■ **STUDY TEXT**
Tatsuya Nakadai, Japanese Star Known for ‘Ran’ and Other Classics, Dies at 92

Tatsuya Nakadai, a prolific actor whose work with many of the most accomplished directors in Japan made him one of the country’s biggest movie stars and gave him international reach in films like Akira Kurosawa’s “Ran,” died on Saturday in Tokyo. He was 92.

He died of pneumonia in a hospital, said Naoko Ema, an actress at Mumeijuku, the theater company and acting school that Mr. Nakadai founded in Tokyo in 1975.

With his intensely expressive eyes often widened for effect, Mr. Nakadai appeared in more than 100 films over a seven-decade career. He moved easily between the blunt physicality and theatrics of Samurai sword fight movies, known as chanbara, and the more nuanced performances of domestic dramas.

■ **GIVEN ENTRIES**
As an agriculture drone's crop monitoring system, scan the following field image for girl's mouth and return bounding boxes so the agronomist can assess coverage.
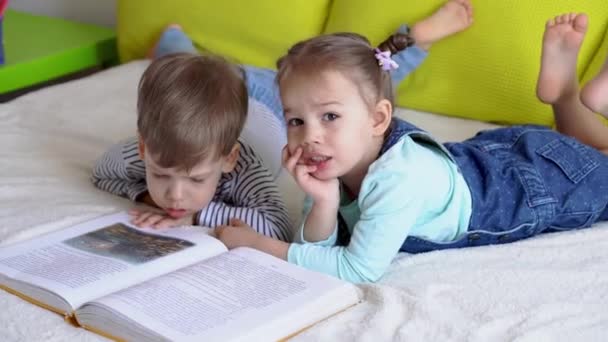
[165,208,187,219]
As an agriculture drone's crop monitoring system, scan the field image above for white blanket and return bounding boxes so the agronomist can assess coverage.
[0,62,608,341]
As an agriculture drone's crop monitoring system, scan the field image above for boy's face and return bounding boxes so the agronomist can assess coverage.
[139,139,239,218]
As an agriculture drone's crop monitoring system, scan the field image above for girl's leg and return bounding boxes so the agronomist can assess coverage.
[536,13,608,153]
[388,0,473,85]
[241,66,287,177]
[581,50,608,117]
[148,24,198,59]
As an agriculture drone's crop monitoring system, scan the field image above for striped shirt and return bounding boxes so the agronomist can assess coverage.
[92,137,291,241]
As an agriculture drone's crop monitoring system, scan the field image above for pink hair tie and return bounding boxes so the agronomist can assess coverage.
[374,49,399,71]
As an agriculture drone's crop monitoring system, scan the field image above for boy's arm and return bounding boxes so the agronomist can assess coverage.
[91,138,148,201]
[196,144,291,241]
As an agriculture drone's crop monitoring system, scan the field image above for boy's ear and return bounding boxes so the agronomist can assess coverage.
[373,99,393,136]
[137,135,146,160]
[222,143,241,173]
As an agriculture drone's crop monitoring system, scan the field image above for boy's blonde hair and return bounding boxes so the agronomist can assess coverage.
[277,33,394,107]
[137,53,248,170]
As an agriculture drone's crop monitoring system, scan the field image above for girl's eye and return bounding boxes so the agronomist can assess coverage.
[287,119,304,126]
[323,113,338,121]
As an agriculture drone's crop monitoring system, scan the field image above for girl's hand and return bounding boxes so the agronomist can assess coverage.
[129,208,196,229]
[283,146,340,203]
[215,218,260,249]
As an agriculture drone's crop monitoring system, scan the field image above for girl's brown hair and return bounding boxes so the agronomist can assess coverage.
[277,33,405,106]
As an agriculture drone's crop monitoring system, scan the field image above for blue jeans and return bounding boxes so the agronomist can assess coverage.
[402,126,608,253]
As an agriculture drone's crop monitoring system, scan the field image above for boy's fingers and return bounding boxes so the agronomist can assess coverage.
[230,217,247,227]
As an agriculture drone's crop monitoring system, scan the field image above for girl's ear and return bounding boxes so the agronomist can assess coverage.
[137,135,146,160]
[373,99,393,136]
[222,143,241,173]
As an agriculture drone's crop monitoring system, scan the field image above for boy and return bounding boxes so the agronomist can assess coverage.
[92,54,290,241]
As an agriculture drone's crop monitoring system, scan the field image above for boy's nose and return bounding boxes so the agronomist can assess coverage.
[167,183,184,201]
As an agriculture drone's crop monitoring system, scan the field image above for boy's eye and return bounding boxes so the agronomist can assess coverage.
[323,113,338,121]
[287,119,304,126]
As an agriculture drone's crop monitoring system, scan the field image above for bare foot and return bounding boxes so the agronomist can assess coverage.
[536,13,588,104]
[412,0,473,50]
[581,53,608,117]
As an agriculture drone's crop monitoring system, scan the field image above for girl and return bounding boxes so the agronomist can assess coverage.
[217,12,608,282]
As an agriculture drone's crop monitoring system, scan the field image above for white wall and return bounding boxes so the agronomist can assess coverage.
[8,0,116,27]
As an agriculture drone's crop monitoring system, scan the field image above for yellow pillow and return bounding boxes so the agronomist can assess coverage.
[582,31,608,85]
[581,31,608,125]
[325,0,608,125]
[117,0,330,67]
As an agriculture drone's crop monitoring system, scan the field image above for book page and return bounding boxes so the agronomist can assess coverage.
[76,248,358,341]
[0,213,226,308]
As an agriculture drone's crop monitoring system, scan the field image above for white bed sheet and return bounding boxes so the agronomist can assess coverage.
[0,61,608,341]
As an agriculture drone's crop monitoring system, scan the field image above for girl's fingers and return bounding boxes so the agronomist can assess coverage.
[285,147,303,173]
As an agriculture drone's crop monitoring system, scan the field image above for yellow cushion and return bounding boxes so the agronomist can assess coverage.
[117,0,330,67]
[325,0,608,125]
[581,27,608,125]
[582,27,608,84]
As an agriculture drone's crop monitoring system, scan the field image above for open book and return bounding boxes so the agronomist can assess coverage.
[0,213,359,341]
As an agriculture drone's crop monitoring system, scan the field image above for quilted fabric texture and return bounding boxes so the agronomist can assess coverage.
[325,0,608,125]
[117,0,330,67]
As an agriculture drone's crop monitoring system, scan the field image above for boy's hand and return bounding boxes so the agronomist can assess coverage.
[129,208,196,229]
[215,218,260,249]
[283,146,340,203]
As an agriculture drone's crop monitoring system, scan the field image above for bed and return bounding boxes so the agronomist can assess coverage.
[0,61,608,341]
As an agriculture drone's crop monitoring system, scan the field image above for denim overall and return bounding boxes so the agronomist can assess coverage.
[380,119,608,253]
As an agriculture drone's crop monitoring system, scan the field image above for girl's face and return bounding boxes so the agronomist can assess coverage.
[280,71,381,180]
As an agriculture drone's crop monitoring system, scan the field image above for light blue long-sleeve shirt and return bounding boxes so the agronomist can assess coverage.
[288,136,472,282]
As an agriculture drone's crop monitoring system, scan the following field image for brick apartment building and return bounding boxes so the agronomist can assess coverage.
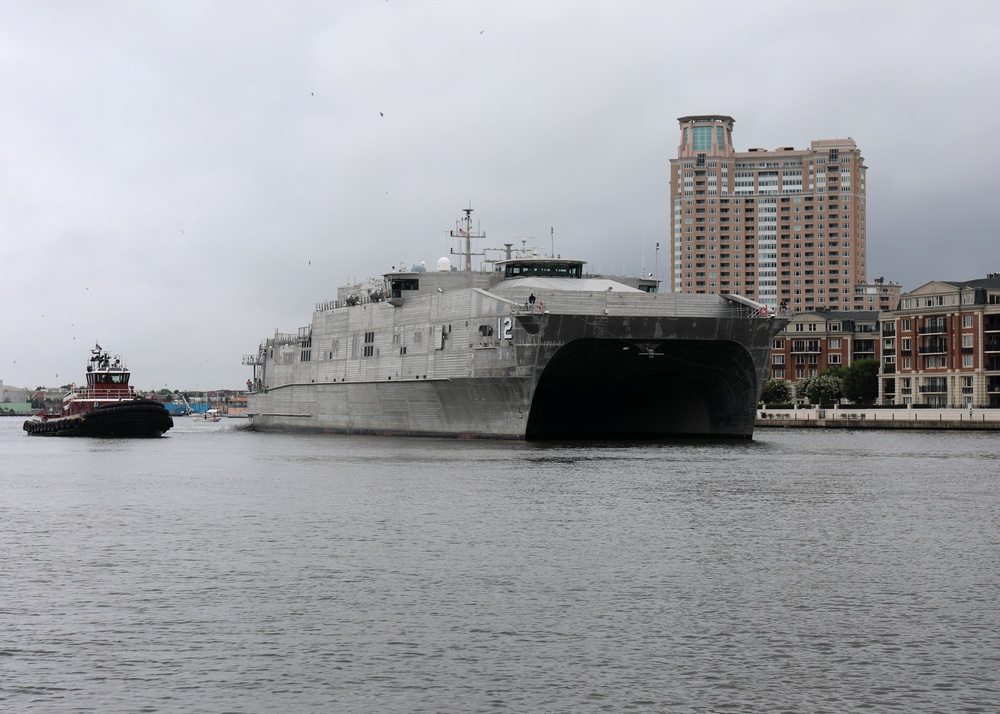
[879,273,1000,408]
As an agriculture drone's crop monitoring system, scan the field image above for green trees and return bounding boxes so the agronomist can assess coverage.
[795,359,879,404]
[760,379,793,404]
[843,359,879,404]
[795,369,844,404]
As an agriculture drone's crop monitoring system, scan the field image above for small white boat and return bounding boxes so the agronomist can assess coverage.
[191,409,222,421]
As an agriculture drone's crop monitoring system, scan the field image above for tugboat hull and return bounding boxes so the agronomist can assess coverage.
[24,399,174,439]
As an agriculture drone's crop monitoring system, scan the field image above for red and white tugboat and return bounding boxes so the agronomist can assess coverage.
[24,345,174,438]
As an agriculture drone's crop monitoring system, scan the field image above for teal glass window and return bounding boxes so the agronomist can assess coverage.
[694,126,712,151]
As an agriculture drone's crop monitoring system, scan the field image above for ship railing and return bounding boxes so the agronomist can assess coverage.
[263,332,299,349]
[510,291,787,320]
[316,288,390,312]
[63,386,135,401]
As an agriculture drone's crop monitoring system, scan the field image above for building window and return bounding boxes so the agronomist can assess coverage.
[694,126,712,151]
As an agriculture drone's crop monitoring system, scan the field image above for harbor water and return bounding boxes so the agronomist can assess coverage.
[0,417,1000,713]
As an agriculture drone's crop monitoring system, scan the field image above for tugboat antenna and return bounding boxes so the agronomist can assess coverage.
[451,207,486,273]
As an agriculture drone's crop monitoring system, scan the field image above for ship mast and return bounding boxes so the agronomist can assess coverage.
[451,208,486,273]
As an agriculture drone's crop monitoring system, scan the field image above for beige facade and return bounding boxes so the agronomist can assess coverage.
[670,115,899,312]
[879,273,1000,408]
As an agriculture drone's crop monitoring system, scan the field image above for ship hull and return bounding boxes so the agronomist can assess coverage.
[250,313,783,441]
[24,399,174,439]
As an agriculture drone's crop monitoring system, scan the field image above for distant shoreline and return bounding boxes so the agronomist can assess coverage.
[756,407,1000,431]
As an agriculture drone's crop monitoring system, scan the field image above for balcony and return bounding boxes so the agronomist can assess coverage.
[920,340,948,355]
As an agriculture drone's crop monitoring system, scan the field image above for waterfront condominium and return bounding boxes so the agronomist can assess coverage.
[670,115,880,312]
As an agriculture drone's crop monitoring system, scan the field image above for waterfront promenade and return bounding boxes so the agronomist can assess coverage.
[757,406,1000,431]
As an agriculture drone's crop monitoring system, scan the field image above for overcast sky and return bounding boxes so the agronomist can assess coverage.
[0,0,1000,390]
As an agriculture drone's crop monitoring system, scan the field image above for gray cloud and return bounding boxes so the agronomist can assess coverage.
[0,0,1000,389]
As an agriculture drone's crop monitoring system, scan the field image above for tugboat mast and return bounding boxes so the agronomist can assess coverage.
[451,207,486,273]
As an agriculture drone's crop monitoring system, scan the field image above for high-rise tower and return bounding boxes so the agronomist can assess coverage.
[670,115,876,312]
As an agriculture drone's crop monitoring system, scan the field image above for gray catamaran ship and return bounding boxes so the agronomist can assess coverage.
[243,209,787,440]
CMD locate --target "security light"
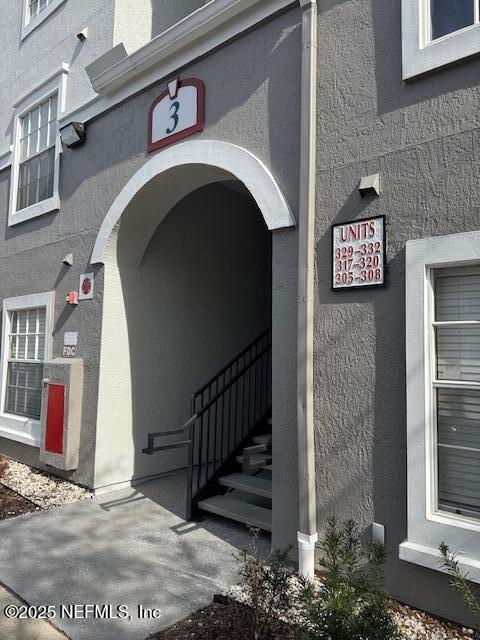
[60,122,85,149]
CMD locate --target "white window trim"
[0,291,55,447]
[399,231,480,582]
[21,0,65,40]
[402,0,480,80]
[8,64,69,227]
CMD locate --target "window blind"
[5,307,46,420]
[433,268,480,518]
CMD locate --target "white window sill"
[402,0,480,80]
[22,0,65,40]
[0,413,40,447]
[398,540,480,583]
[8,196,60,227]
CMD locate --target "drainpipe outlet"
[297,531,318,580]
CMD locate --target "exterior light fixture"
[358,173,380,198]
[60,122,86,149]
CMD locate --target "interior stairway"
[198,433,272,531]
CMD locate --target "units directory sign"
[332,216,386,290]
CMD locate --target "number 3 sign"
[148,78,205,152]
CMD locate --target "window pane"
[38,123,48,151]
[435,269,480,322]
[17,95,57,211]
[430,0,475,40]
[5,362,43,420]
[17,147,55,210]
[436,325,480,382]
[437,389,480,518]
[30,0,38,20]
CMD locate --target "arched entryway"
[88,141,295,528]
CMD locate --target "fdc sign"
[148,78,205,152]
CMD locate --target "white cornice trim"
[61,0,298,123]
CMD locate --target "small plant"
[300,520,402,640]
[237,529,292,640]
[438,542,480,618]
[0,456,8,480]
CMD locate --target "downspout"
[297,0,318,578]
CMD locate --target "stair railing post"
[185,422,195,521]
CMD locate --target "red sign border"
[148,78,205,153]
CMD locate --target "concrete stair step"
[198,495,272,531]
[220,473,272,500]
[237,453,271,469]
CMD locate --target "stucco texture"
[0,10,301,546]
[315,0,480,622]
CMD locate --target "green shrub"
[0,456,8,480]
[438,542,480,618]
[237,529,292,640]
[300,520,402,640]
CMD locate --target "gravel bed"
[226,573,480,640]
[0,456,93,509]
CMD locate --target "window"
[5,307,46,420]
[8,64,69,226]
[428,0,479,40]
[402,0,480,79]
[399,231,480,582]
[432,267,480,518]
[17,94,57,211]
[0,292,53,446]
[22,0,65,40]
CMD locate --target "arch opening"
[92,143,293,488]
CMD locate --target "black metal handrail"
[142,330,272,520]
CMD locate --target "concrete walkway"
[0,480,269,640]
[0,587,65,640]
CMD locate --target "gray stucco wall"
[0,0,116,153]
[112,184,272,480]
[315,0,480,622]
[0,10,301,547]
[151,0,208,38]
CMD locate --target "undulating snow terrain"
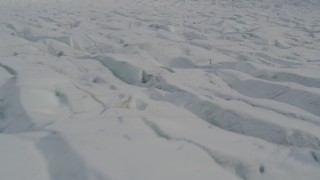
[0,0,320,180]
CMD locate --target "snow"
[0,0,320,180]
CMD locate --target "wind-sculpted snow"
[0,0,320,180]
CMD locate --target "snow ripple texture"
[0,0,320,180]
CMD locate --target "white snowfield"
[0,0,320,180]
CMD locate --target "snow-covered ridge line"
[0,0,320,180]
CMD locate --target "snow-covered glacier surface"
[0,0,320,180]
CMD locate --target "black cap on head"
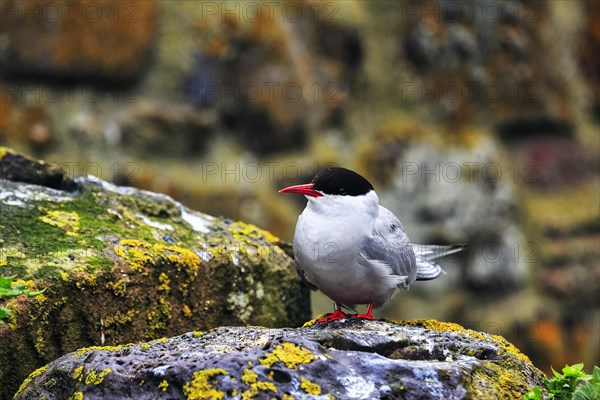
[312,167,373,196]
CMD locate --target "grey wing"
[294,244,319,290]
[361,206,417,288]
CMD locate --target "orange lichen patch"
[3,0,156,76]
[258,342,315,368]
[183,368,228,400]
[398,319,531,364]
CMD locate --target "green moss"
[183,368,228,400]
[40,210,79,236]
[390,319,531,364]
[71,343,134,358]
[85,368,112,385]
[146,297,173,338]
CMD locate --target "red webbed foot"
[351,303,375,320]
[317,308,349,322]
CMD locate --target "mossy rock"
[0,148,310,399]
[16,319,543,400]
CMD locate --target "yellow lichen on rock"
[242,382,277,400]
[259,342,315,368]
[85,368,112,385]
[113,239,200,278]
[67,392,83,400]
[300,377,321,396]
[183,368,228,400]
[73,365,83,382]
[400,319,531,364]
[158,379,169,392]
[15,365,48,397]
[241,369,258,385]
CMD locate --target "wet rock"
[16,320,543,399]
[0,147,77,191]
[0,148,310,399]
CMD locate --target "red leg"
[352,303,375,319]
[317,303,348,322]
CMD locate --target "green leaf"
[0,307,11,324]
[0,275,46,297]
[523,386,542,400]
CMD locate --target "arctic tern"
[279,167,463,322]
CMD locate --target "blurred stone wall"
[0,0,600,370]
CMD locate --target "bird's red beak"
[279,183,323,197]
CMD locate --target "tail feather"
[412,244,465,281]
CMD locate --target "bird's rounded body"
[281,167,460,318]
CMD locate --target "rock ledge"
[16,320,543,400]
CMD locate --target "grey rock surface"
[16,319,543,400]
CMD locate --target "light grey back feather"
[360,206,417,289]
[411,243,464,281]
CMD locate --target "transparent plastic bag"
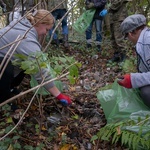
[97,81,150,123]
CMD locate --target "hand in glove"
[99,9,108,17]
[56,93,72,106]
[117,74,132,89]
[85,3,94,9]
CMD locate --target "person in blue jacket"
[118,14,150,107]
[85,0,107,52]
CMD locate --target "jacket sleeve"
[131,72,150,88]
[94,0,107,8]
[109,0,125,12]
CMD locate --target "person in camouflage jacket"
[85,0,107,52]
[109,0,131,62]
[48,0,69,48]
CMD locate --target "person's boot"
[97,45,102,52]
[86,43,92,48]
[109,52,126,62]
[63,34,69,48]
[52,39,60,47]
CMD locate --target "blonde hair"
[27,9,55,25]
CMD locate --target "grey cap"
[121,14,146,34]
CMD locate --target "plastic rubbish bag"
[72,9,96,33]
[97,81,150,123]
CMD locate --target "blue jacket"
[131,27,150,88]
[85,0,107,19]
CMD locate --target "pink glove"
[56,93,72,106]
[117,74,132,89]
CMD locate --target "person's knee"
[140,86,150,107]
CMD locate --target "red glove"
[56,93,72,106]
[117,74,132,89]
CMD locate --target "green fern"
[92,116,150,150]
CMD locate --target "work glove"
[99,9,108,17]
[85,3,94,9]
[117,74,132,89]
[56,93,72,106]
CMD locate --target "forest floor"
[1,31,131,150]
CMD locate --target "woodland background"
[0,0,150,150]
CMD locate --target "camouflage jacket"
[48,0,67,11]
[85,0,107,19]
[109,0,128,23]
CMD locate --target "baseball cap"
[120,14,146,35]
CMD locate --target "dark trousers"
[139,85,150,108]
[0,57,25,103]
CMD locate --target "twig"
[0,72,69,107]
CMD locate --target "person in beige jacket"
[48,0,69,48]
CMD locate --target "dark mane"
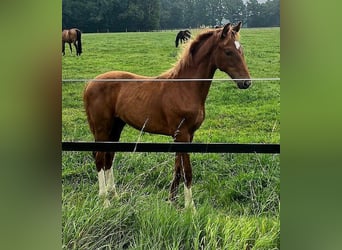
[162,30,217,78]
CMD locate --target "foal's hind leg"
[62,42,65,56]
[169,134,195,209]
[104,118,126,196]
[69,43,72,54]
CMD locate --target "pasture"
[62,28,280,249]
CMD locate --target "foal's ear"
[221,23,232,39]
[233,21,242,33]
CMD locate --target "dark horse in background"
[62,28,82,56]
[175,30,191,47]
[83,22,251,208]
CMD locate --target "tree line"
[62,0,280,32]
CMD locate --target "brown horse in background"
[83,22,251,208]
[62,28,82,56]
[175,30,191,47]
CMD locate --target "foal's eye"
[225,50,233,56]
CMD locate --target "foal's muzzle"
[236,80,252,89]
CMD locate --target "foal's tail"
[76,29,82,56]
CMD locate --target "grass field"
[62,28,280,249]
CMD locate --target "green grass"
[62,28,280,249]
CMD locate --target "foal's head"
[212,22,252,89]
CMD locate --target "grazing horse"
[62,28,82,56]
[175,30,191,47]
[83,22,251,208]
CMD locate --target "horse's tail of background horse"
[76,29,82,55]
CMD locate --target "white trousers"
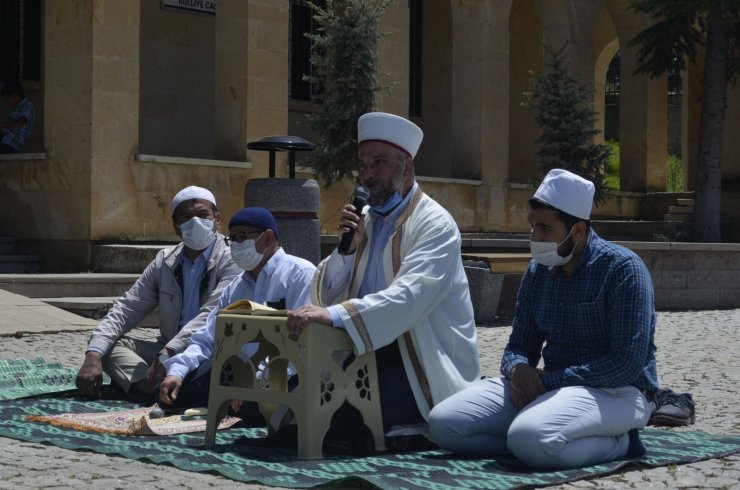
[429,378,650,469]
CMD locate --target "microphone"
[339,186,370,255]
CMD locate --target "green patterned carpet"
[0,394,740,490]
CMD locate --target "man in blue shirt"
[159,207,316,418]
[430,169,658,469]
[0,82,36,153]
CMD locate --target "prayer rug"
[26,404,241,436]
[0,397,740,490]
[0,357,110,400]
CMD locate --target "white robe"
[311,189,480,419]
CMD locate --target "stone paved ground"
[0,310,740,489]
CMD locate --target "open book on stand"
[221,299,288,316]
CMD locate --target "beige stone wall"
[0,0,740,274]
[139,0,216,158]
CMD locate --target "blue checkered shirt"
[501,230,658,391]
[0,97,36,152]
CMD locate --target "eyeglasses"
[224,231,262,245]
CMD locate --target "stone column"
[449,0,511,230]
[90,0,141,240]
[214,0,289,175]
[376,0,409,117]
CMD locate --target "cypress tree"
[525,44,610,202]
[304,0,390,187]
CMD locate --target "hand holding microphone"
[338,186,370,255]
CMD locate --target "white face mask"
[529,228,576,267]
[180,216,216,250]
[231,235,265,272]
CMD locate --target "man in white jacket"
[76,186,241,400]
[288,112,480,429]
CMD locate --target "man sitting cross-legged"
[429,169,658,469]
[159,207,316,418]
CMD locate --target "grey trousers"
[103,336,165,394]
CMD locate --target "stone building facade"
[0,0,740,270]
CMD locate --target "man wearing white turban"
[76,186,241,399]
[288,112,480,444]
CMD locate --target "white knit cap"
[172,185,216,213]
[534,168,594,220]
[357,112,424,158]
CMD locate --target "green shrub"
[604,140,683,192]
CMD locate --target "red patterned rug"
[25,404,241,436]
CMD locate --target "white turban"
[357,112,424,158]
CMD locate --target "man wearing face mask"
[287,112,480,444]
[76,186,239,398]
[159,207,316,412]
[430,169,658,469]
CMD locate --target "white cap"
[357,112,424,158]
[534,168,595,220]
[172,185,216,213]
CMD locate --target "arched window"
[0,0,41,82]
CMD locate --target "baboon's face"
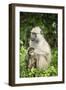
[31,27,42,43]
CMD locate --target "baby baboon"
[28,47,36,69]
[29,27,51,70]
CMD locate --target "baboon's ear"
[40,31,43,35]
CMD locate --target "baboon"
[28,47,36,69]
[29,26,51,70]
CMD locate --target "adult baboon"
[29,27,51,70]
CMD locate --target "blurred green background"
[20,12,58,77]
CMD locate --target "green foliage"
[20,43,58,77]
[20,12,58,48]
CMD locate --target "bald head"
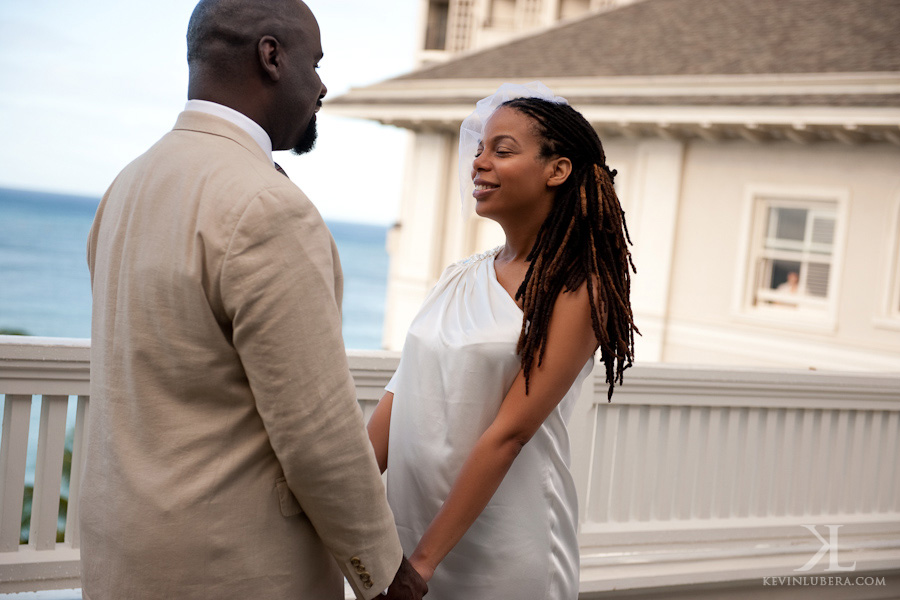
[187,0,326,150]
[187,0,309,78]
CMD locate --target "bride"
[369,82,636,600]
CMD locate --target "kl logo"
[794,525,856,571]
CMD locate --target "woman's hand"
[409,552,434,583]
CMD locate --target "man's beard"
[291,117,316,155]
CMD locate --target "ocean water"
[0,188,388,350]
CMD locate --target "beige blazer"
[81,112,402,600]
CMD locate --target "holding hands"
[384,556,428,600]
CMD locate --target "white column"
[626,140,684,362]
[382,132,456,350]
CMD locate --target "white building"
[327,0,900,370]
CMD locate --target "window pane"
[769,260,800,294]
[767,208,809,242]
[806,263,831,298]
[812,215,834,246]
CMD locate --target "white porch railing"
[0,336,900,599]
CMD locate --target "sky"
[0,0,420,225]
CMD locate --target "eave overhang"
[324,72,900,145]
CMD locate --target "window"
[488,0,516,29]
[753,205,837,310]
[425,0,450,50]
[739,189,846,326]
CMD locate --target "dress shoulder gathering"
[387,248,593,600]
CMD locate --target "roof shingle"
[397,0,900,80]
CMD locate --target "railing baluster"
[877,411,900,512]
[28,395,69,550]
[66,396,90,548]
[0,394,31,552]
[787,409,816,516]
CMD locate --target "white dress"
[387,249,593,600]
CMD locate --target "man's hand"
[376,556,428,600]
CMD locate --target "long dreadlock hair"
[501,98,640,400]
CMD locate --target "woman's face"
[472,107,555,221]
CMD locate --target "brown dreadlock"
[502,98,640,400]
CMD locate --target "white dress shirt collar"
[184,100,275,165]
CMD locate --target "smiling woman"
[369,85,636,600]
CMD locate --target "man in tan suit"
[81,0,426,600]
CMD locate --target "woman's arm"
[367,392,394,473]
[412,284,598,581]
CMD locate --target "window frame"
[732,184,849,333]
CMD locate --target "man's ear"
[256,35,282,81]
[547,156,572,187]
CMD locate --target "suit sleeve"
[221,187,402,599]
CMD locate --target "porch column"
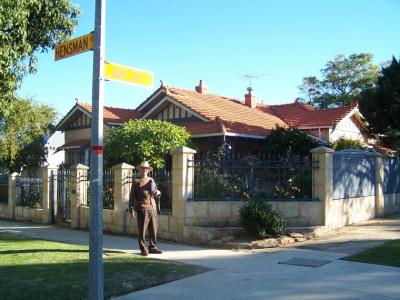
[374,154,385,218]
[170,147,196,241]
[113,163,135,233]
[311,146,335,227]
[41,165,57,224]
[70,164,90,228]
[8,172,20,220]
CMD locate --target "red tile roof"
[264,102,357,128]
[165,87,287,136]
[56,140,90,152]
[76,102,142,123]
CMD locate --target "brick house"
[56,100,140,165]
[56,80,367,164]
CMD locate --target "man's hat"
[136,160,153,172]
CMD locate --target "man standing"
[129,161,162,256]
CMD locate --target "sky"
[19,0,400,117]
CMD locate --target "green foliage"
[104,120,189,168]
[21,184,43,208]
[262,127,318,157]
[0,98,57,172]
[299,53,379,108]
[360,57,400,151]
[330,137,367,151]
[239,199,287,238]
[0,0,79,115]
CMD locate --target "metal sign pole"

■ **STUDY QUESTIONS**
a - Retype everything in the Nakadai obituary from "Tatsuya Nakadai, a" down to "Tokyo. He was 92.".
b - According to the Nakadai obituary, in what year did Mr. Nakadai found Mumeijuku?

■ **LIST OF ANSWERS**
a -
Tatsuya Nakadai, a prolific actor whose work with many of the most accomplished directors in Japan made him one of the country’s biggest movie stars and gave him international reach in films like Akira Kurosawa’s “Ran,” died on Saturday in Tokyo. He was 92.

b - 1975